— Given text —

For eight years, my family and I lived in a Christian intentional community on a farm.
The first few years in community, we plowed through with happy idealism, growing and eating organic food, relishing the closeness to the land and our neighbors, raising our babies, eating together, worshipping in a different way, sharing our lives in close proximity.
If you’ve read Mystics and Misfits, you know that our last few years in community were increasingly full of challenge, strife, and pain. Before we left, we helped close the community down. And when we pulled out of the driveway for the last time with our U-haul, I was relieved to be leaving it behind.
That was five years ago.
This past weekend I had, what felt like, an Epilogue to the Epilogue of Mystics and Misfits.
Let me explain. My family and I spent the weekend at a gathering of intentional communities, many of whom had been in our network of communities for those eight years on the farm.1 We reconnected with old friends and met new ones.
The gathering included communities from Mexico, from inner city Chicago, from Texas, New York State, Georgia, Illinois, and more. Our sessions were translated into Spanish and I enjoyed one particular panel in which two white women and two Hispanic men told stories of the challenges and joys of cross-cultural community. The women spoke in Spanish and the men translated for them in English. It was a joy to witness.
The theme of the weekend was “Revolutionary Peacemaking” and one of the men from Mexico pointed out that the word Revolutionary is usually associated with war. He said that Christians are to be Revolutionaries, but revolutionaries for Jesus’ peace.
Our kids learned more about ways of making peace through diverse stories from El Salvador and the Amish. We visited with people from the Bruderhof and people from a community in Portland. We had lunch at an Amish community and were served a meal made by a community from Mexico. We had a ridiculous and hilarious “lack of talent” show that included Dad jokes, rapping, singing, a humorous PSA about intentional community, and a silly reading of Thomas Merton’s journal.

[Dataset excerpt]
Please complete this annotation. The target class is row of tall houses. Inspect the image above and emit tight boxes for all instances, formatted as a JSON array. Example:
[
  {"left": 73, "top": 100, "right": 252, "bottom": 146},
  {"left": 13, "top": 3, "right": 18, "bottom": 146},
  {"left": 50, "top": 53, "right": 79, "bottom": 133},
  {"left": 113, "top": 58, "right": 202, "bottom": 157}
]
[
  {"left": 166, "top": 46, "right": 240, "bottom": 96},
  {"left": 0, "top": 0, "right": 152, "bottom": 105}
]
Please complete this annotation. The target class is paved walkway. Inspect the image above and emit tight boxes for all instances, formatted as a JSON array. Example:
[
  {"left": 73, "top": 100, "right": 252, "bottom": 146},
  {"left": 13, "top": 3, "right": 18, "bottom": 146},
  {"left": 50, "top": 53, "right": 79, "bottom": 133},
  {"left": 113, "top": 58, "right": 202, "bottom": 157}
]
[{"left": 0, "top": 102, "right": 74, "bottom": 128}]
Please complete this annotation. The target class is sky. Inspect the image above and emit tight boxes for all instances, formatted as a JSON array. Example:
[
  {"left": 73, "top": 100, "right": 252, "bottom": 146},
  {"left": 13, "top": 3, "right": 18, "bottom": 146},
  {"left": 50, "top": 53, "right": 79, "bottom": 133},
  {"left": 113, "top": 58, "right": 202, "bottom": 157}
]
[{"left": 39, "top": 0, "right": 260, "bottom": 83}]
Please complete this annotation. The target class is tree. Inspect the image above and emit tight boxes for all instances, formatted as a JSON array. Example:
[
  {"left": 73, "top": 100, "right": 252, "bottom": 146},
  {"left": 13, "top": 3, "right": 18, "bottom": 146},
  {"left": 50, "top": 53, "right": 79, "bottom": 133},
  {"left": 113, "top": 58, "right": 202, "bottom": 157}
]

— Request 1 —
Decide whether each statement agrees with the passage about the intentional-community gathering, and support each yes or no with the deciding words quoted from it. (a) The family lived in the farm community for eight years. (b) On the cross-cultural panel, the men spoke in Spanish and the women translated into English. (c) The theme of the weekend was "Revolutionary Peacemaking."
— Request 2 —
Reproduce the part of the records that opens with the line containing "Please complete this annotation. The target class is sky." and continues through the end of the records, including both ends.
These records are unrelated to the passage about the intentional-community gathering.

— Response 1 —
(a) Yes: "For eight years, my family and I lived in a Christian intentional community on a farm."
(b) No: "The women spoke in Spanish and the men translated for them in English."
(c) Yes: "The theme of the weekend was “Revolutionary Peacemaking”"

— Response 2 —
Please complete this annotation. The target class is sky. Inspect the image above and emit tight boxes for all instances, formatted as a JSON array. Example:
[
  {"left": 73, "top": 100, "right": 252, "bottom": 146},
  {"left": 13, "top": 3, "right": 18, "bottom": 146},
  {"left": 50, "top": 53, "right": 79, "bottom": 133},
  {"left": 113, "top": 58, "right": 202, "bottom": 157}
]
[{"left": 39, "top": 0, "right": 260, "bottom": 83}]
Please complete this annotation. The target class is tree. Inspect the image above and emit tight boxes for all instances, formatted as a JSON array. Example:
[
  {"left": 73, "top": 100, "right": 252, "bottom": 146},
  {"left": 13, "top": 3, "right": 18, "bottom": 146},
  {"left": 50, "top": 53, "right": 79, "bottom": 133},
  {"left": 113, "top": 58, "right": 202, "bottom": 157}
]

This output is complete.